= ФРАГМЕНТ ДОКУМЕНТА =
━━━━━━━━━━
Нечто похожее испытали мы, когда в космос полетел Юрий Гагарин. Это событие уже ближе к нам сегодня, и я потому вспоминаю его, чтобы молодые, кому не выпало в жизни испытать того, что испытали люди старшего поколения, пережившего войну, могли ближе себе представить то ликование, те звездные мгновения в жизни нашего народа.

Позднее и до настоящего дня каждый раз, прикасаясь к военной теме в фильме или спектакле, я очень скоро настраиваюсь на эту волну, и "замыкание" наступает мгновенно. Как только возникает какой-то эпизод войны, ассоциативно я тут же нахожу точки соприкосновения с пережитым, виденным, и это сразу же во многом определяет мое самочувствие в той или иной военной роли. Иные образы подаются, можно сказать, в готовом виде - я сразу схватываю целое, а затем уже идет работа по уточнению, углублению деталей, отдельных моментов роли. Определив для себя сначала общее направление поисков, главную суть образа, ищу затем внешнюю форму поведения своего героя. Ее не всегда сразу возможно увидеть, она открывается, как правило, постепенно, в процессе репетиций, по крупице, по черточке, по шажочку, то есть сначала постигаешь, что играть, а потом, как это делать. Причем поиск внешнего рисунка роли бывает долгим и нередко мучительным. Ведь важно не только знать, что сказать, но многое зависит и от того, как ты это скажешь, как произнесешь ту или иную реплику.
━━━━━━━━━━
= ФРАГМЕНТЫ НАБОРА ДАННЫХ =
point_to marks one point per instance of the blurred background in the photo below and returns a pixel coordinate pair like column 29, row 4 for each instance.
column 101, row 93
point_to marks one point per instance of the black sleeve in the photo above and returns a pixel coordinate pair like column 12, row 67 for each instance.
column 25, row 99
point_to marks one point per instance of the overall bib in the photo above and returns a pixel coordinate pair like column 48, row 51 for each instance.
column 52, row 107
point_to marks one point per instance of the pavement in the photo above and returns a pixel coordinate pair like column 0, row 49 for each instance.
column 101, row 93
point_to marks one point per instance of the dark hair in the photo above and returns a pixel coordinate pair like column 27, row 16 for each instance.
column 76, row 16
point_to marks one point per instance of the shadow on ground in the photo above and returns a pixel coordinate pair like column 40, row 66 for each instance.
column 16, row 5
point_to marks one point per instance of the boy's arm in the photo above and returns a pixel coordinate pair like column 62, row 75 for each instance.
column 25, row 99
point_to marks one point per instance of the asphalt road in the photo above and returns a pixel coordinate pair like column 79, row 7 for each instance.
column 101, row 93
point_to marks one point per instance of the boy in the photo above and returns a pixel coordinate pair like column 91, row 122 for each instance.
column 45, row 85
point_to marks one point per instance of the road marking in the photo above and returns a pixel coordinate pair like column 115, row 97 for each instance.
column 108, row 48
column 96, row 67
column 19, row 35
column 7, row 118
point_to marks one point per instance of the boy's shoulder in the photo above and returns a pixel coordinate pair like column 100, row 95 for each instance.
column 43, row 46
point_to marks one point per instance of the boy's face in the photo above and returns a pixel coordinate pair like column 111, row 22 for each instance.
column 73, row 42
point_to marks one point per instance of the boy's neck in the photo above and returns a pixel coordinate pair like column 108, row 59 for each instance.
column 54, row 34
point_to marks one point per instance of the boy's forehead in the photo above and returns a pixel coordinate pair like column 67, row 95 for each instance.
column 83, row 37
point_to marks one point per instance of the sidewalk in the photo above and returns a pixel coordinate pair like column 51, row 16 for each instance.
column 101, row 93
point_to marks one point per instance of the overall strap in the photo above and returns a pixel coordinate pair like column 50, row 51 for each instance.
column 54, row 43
━━━━━━━━━━
= ЗАДАНИЕ =
Перепишите целиком приведенный выше фрагмент документа о работе над военными ролями, не меняя в нем ни слова и ни одного знака.

= ОТВЕТ К ЗАДАНИЮ =
Нечто похожее испытали мы, когда в космос полетел Юрий Гагарин. Это событие уже ближе к нам сегодня, и я потому вспоминаю его, чтобы молодые, кому не выпало в жизни испытать того, что испытали люди старшего поколения, пережившего войну, могли ближе себе представить то ликование, те звездные мгновения в жизни нашего народа.

Позднее и до настоящего дня каждый раз, прикасаясь к военной теме в фильме или спектакле, я очень скоро настраиваюсь на эту волну, и "замыкание" наступает мгновенно. Как только возникает какой-то эпизод войны, ассоциативно я тут же нахожу точки соприкосновения с пережитым, виденным, и это сразу же во многом определяет мое самочувствие в той или иной военной роли. Иные образы подаются, можно сказать, в готовом виде - я сразу схватываю целое, а затем уже идет работа по уточнению, углублению деталей, отдельных моментов роли. Определив для себя сначала общее направление поисков, главную суть образа, ищу затем внешнюю форму поведения своего героя. Ее не всегда сразу возможно увидеть, она открывается, как правило, постепенно, в процессе репетиций, по крупице, по черточке, по шажочку, то есть сначала постигаешь, что играть, а потом, как это делать. Причем поиск внешнего рисунка роли бывает долгим и нередко мучительным. Ведь важно не только знать, что сказать, но многое зависит и от того, как ты это скажешь, как произнесешь ту или иную реплику.